### REQUIREMENT A
From the passage on Del McCoury, list every song title it names.
### REQUIREMENT B
Resume the passage on Del McCoury, picking up after its final sentence.

### TEXT PROVIDED
-----
Country Artist Del Mccoury

Born in York County, PA seventy years ago, Del McCoury would once have seemed an unlikely candidate for legendary status. Bitten hard by the Bluegrass bug when he heard Earl Scruggs’ banjo in the early 50s. McCoury became a banjo picker himself, working in the rough but lively Baltimore and D.C. bar scene into the early 1960s. He got his first taste of the limelight when he joined Bill Monroe’s Blue Grass Boys in early 1963; the Father of Bluegrass moved McCoury from the banjo to guitar, made him his lead singer, and gave him a lifetime’s worth of Bluegrass tutelage direct from the source in the course of little more than a year. But rather than parlay his gig with the master into a full-time career of his own, he returned to Pennsylvania in the mid-60s to provide steady support for his new and growing family.

Within a few years, McCoury had settled into work in the logging industry-and formed his own band, the Dixie Pals. For the next decade and a half, he piloted the group through a part-time career built mostly around weekend appearances at bluegrass festivals and recordings for labels ranging from the short-lived and obscure to roots music institutions like Arhoolie and Rounder Records. And while there were the inevitable personnel changes and struggles to contend with, McCoury was also building a songbook filled with classics remade in his own image and a growing number of originals-songs like “High On A Mountain,” “Are You Teasing Me,” “Dark Hollow,” “Bluest Man In Town,” “Rain And Snow,” “Good Man Like Me, “Rain Please Go Away” and more-that would become an important part of his legacy in years to come.

The 90s propelled the Del McCoury Band to the top of the Bluegrass world, they also gave birth to a more startling phenomenon: the emergence of the group onto the larger musical scene as a unique torchbearer for the entire sweep of Bluegrass and its history. For it turned out that the unmistakable authenticity of McCoury’s music-along with his good-natured willingness to keep alert for new sounds and new opportunities-had bred fans in some unlikely places.
-----
### DATA EXTRACT
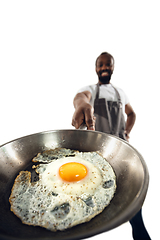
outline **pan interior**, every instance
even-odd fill
[[[71,229],[50,232],[21,223],[8,202],[15,177],[31,169],[37,153],[56,147],[99,151],[112,165],[117,190],[110,205],[90,222]],[[35,176],[36,177],[36,176]],[[131,219],[141,208],[149,175],[142,156],[131,145],[114,136],[83,130],[57,130],[26,136],[0,147],[0,236],[1,239],[82,239],[108,231]]]

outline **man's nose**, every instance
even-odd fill
[[[105,70],[108,70],[109,69],[109,66],[106,66],[106,65],[103,65],[102,66],[102,70],[105,71]]]

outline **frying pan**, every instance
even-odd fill
[[[19,171],[47,149],[64,147],[99,151],[112,165],[117,190],[110,205],[91,221],[65,231],[51,232],[21,223],[10,211],[9,196]],[[0,147],[0,239],[73,240],[109,231],[130,220],[142,207],[149,183],[147,166],[140,153],[115,136],[85,130],[55,130],[25,136]]]

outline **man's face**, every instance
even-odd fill
[[[114,60],[107,54],[101,55],[96,64],[96,73],[100,84],[108,84],[110,82],[114,70]]]

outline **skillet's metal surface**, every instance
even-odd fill
[[[8,199],[18,172],[26,169],[38,152],[56,147],[100,151],[114,168],[117,191],[111,204],[90,222],[54,233],[22,224],[10,212]],[[0,239],[73,240],[108,231],[128,221],[139,211],[148,183],[147,166],[137,150],[125,141],[105,133],[56,130],[14,140],[0,147]]]

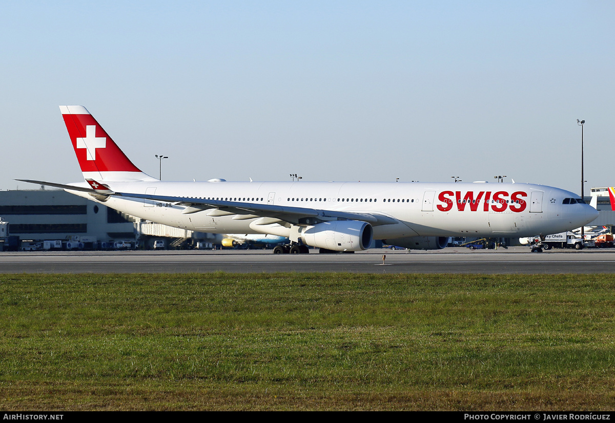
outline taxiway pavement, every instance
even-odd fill
[[[383,255],[386,255],[384,261]],[[0,253],[0,273],[612,273],[615,249],[552,250],[526,247],[438,251],[372,249],[354,254],[274,255],[268,250],[18,252]]]

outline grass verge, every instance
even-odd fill
[[[615,276],[0,275],[0,409],[610,410]]]

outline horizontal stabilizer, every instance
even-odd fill
[[[22,182],[30,182],[30,184],[36,184],[37,185],[44,185],[46,187],[54,187],[55,188],[61,188],[63,190],[71,190],[72,191],[81,191],[82,192],[90,192],[94,193],[100,193],[92,188],[76,187],[73,185],[56,184],[55,182],[46,182],[44,180],[33,180],[32,179],[15,179],[15,180],[20,180]]]

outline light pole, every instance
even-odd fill
[[[162,159],[169,158],[167,156],[163,156],[161,154],[159,156],[157,154],[154,154],[156,158],[158,159],[159,166],[158,166],[158,179],[161,180],[162,180]]]
[[[583,125],[585,125],[584,120],[579,120],[577,119],[577,125],[581,126],[581,198],[584,201],[585,201],[585,190],[584,187],[585,186],[585,179],[583,176]],[[581,227],[581,239],[583,239],[585,242],[585,227],[582,226]]]

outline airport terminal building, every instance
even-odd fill
[[[215,238],[144,221],[61,190],[0,191],[0,219],[22,246],[62,241],[63,249],[149,248],[154,239],[164,239],[168,248],[193,239],[211,244]]]

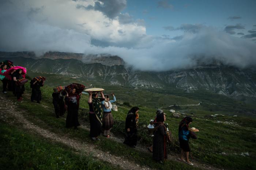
-----
### TASK OUTPUT A
"High On A Mountain," "Are You Teasing Me," "Dark Hollow," "Bluest Man In Town," "Rain And Snow," "Good Man Like Me," "Rain Please Go Away"

### TASK OUTPUT B
By the second half of the 90s, the acclaim-and Del’s open-mindedness-put McCourys in onstage jams with Phish and on the road and in the studio with Earle, bringing the Del McCoury Band’s fierce musicianship and its leader’s instantaneous, easygoing connection with listeners to new arenas. The group appeared on prime time television and began an ongoing series of visits to popular late night TV talk shows, toured rock clubs and college campuses, and found itself welcome at Country and even Jazz-oriented music festivals and venues.

The fifth decade of that half-century of music making has been filled with new and ongoing triumphs. The Del McCoury Band has shown unprecedented stability, with but a single change in membership in fifteen years; their namesake earned membership in the cast of the legendary Grand Ole Opry in 2003, and the Band earned their first Best Bluegrass Album Grammy award two years later; they traveled with the groundbreaking post-O Brother “Down From The Mountain” tour, performed and recorded (on his Grammy-winning These Days) with Vince Gill and with Country star Dierks Bentley; they’ve made multiple appearances at the spectacular Bonnaroo Music Festival and launched an impressively popular annual New Year’s Eve show at the Ryman Auditorium, where Del first appeared on the Opry with Bill Monroe some 46 years ago. Perhaps most importantly, McCoury took an almost unprecedented step in 2003 when he took control of his own music by creating the McCoury Music label.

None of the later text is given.